Segment Open

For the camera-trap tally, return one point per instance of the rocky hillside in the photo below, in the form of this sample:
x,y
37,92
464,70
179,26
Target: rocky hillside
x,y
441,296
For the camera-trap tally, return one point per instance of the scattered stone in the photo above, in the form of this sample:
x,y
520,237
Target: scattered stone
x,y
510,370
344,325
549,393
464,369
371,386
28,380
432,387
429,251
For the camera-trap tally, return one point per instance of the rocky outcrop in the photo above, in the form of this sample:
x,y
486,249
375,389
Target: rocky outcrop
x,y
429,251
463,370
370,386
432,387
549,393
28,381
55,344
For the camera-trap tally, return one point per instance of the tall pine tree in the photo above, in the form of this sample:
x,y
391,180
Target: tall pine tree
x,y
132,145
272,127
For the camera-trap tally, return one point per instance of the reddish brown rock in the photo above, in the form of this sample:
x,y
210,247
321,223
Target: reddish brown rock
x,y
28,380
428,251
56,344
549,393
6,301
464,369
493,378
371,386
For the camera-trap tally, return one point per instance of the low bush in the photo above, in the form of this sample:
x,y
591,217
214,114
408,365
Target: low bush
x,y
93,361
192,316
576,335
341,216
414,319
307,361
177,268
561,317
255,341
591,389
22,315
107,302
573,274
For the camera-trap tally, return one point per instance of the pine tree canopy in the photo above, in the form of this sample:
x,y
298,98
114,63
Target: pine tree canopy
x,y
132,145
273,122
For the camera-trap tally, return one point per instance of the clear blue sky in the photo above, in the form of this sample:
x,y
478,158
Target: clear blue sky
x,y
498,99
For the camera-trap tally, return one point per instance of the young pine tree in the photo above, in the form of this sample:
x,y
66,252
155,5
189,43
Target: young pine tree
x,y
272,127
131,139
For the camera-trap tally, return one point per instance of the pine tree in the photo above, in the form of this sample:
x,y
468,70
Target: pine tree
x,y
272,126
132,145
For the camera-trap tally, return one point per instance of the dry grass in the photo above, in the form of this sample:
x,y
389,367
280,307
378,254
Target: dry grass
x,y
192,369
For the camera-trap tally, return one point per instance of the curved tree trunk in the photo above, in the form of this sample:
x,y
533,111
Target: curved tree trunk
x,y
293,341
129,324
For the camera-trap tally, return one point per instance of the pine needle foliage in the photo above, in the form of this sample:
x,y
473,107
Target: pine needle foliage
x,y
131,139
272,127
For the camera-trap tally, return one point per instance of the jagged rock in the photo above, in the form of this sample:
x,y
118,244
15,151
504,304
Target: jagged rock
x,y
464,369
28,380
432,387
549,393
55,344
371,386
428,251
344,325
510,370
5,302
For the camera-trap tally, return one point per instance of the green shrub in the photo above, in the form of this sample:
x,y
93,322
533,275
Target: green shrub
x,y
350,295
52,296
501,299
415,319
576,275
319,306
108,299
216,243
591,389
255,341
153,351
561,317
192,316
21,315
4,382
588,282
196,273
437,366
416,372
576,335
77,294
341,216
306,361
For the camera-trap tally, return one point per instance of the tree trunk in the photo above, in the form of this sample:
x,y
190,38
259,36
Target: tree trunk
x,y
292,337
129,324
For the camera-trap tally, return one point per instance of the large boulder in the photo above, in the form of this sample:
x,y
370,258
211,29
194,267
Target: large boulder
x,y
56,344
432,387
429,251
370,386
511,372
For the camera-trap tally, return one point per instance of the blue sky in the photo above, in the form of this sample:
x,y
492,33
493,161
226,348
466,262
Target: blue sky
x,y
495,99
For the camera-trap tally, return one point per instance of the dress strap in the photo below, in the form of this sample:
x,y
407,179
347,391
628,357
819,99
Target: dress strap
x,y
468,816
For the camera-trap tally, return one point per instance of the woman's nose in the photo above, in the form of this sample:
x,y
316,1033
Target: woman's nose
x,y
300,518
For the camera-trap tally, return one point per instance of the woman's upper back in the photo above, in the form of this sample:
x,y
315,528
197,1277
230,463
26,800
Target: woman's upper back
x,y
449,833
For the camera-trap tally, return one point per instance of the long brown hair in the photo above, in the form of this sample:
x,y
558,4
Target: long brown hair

Segment Closed

*REQUIRED WORK*.
Look above for the line that holds "of the blue", then copy it and each line after it exactly, through the last line of the data.

*OUTPUT FOR THIS TASK*.
For the camera-trap tally, return one point per instance of the blue sky in the photo above, in the form of this sample:
x,y
492,33
493,161
226,348
466,262
Target: blue sky
x,y
495,99
For the camera-trap tally, return one point per instance of the dress strap in the photo below, in the form of this sample:
x,y
407,179
347,391
628,357
819,99
Target: dress strap
x,y
468,816
For the camera-trap tally, return one point per instance of the woman's nose in the photo above, in the form of this sample:
x,y
316,1033
Target: woman's nose
x,y
300,518
For the camera-trap tally, return one point per instance of the woman's upper back in the photo above, in the form of this sample:
x,y
315,528
197,1277
230,463
26,800
Target: woman's upper back
x,y
449,833
For the camera-trap tally, return one point per instance of the long brown hair in the photo above, in the form of this sample:
x,y
558,4
Target: long brown hair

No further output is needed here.